#### What to do
Reproduce every one of the records below with "photo" switched to "image" wherever it occurs, and change nothing else. Omit the pictures from your answer.

[start]

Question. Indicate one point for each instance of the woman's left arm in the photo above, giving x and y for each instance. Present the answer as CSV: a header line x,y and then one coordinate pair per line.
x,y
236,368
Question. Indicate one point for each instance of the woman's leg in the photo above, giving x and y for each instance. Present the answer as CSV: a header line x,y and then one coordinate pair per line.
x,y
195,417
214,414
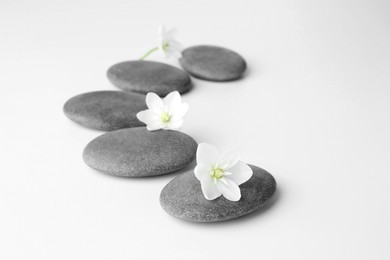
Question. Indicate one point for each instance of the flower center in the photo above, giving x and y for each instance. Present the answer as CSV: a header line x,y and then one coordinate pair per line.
x,y
165,117
217,173
165,45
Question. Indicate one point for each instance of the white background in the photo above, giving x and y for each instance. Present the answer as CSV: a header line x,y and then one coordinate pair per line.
x,y
313,109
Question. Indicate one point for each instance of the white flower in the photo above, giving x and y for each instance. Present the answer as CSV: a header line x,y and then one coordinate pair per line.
x,y
220,174
167,44
164,113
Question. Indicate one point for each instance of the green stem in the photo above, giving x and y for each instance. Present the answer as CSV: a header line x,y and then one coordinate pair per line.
x,y
148,53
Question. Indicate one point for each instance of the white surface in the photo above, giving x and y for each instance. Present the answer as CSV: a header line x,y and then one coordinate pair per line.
x,y
313,110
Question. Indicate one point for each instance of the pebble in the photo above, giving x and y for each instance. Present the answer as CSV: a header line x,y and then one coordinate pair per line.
x,y
106,110
183,198
149,76
137,152
213,63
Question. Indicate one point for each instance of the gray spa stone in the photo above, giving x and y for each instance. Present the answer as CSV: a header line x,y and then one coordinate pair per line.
x,y
137,152
149,76
183,198
106,110
213,63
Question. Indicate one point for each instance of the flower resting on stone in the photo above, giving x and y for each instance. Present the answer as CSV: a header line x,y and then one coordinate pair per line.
x,y
167,44
220,174
164,113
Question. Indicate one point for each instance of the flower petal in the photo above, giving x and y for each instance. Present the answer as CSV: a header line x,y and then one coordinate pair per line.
x,y
161,30
174,125
172,100
202,172
175,45
209,189
230,191
228,159
151,120
241,172
154,102
207,154
179,112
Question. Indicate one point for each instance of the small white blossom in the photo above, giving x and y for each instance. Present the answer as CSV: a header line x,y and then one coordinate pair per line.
x,y
220,174
167,43
164,113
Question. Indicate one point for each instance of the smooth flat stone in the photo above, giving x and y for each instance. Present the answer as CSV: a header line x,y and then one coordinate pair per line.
x,y
137,152
149,76
183,198
106,110
213,63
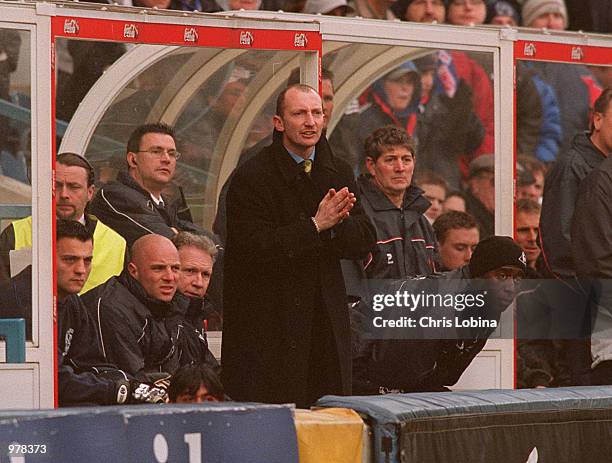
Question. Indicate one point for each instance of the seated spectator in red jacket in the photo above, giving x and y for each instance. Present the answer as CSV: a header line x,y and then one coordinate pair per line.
x,y
480,197
527,230
575,87
434,189
84,376
457,234
455,201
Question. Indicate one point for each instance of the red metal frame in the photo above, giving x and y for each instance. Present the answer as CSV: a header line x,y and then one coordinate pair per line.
x,y
186,35
562,52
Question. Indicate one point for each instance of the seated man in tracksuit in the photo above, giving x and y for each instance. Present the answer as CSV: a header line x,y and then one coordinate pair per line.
x,y
74,188
84,378
143,318
406,243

[end]

#### The answer
Question. Indicate one point for each instance of the woman's left arm in the image above, giving x and y for each instance. Present the answer as CSV: a header line x,y and then one coordinate pair per line.
x,y
236,368
Question. Indicate one point for each instance of the woman's leg in the image above, giving x and y for each instance. Present the answer as CSV: a header line x,y and then one coordinate pair per line.
x,y
195,417
214,414
Question. Indicate one point for each instance of the flower center in the image above, giving x and y for each instance. Present the answer as CSV: a header line x,y and then one coordinate pair per line.
x,y
165,117
217,173
165,45
Question. Indicate one point for each instance of the white background in the image above, giving x and y for each instance. Present the answer as CSV: a header line x,y and then one coordinate pair per line.
x,y
313,109
Question. Indicate one point for each instance of the white flower in the image above, giving x and y for each instance. Present the answer as CSV: a header line x,y and then one coordinate pair per line.
x,y
220,174
167,44
164,113
Question. Indicate one point for each instance of the green stem in the image above, giving x and y for each instance. Present the answer as CSV: a header line x,y and then one coordinate pair per line.
x,y
148,53
Question. Indicate one point for each instance of the white surface in the image above, giving x and y for each instance. Present the answer as CSV: a header line x,y and then one coordinate pair per line.
x,y
313,110
Question. Indicate one point for each instance of the pebble in the image above, giving x and y for each instance. Present the answer as CSV: a header line x,y and then one coordinate pair per line.
x,y
106,110
183,198
149,76
137,152
213,63
Question. Indicate one point for each instance of the gray spa stone in the image above, giving x and y for each instance. Present the answer as CSV: a header line x,y and then one coordinate pair per line.
x,y
137,152
149,76
183,198
106,110
213,63
Question. Indicate one point for each instance of the flower resting on stone in the image above, giving x and y for each instance. Present the answer as CSV: a header line x,y and then one coordinate pair per line.
x,y
167,44
220,174
164,113
Question. Indicate one point for each instance of the flower petal in the image above, giving x and y for each instance. Present the answer as CSV: a header line x,y and then one coordinate pair per line.
x,y
161,30
174,125
172,100
202,172
175,45
209,189
230,191
228,159
151,120
241,172
154,102
207,154
179,112
Question. Indicate one point for each instance of the small white blossom in the image above, giving x and y for each instance. Present the answer as CSV: a header line x,y and then one coordinate pair per line.
x,y
220,174
167,43
164,113
Question. Indicate one point for each instance of the smooth flat stone in the image above, giving x and y for each instance. Present the answer as CSV: a header line x,y and then one coordinate pair per line.
x,y
137,152
149,76
183,198
106,110
213,63
Question. Indicate one point for each instance of the seated spectator in red jacket in the image above, giving x and y for each instance. Present the answer as CSV: a header line x,y and then one coordinate pair per line.
x,y
480,197
527,230
575,87
434,189
84,376
457,234
455,201
Question. Indicate one point for each instance of the red metal frame in the image above, giving x and y for each instance. Present the answer as CSV: a header line x,y and then one coordinate pair per line.
x,y
186,35
562,52
Question. Indicate one point for each instance of the seated man in tracksuit in the image above, giving x and y for each instance. Present the answer as CSV: a header line x,y and then one coordinate pair per line.
x,y
74,188
84,378
143,318
406,243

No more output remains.